### Extract provided ###
In many respects, we have a similar situation here. The Remain campaign spent so much time pushing a negative campaign about all the potential bad things that would befall Britain as a result of Brexit that they have left people unable to discern what will happen next. There is no need to search the sky for what will happen as a result of Brexit. We can’t know everything, but there a number of issues that have to be resolved. Fearing and thinking about WWIII happening as a result of Brexit is a head in the air possibility.
A more grounded view of what will happen and the decision that follow would like something like the following list:
- A new Prime Minister will have to be elected with the resignation of David Cameron. This will happen in a few months.
- New government leadership will have to be arranged across all the parties as the new PM is selected. It’s not just Conservatives who will see a shakeup. The Labour Party is organizing behind a vote of no confidence regarding Jeremy Corbyn (good riddance).
- The UK will have to negotiate new trading agreements with various countries, most notably the EU it just left
- Scotland will have to debate/decide whether or not it wants a second referendum on leaving the UK and re-entering the EU
- Ireland wants new discussions over the reunification of Ireland.
- Once the new government is in place, the UK will have to pass new immigration laws
- The UK will have to decide how to handle the millions of EU citizens in its borders, working and living, who are not UK citizens.
- Conversely, the UK and EU will have to negotiate how to handle UK residents abroad in the EU.
- The UK and Bank of England will have to take measures reassuring investors and reestablishing Sterling’s value
- The UK will have to decide on how to use/deploy its military across Europe. The French and British are the two main armies in the EU. Brexit leaves the French as the main force in the EU. It will be interesting to watch how this shifts French priorities.
- If other Countries leave the EU, as is expected, how will trade with the UK and the EU be affected?
- The nuts and bolts of how these decisions will be handled are covered here.
Each of these decisions has a multitude of variables that will affect other decisions. The Remain campaign often went to the absolute worst case scenario with every single one of these questions. Remain claimed it was a choice between the status quo and, practically, the end of the world. It’s difficult to imagine the UK will deal with the worst case scenario in every situation they encounter. The reality of the situation is that there is great uncertainty on how the future will come out, but there exists an equal chance good will happen as well as bad. That is true for every free country and will be true of the UK.
###
- _Complete the following_:
a - In the Brexit piece, which two armies are named as the main ones in the EU?
b - Decide whether each statement agrees with the Brexit piece. Answer yes or no, and quote the words from the piece that settle it. (i) A new Prime Minister is expected to be chosen within a few months. (ii) The Labour Party is organizing behind a vote of no confidence regarding Jeremy Corbyn. (iii) Scotland has already decided to hold a second referendum.
The listing comes from a separate source and has no connection to the Brexit piece.
### Supplied information ###
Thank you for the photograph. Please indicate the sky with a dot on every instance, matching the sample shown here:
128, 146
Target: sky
###
- _Expected answers_:
a - The French and British armies.

b -
(i) Yes: "This will happen in a few months."
(ii) Yes: "The Labour Party is organizing behind a vote of no confidence regarding Jeremy Corbyn"
(iii) No: "Scotland will have to debate/decide whether or not it wants a second referendum on leaving the UK and re-entering the EU"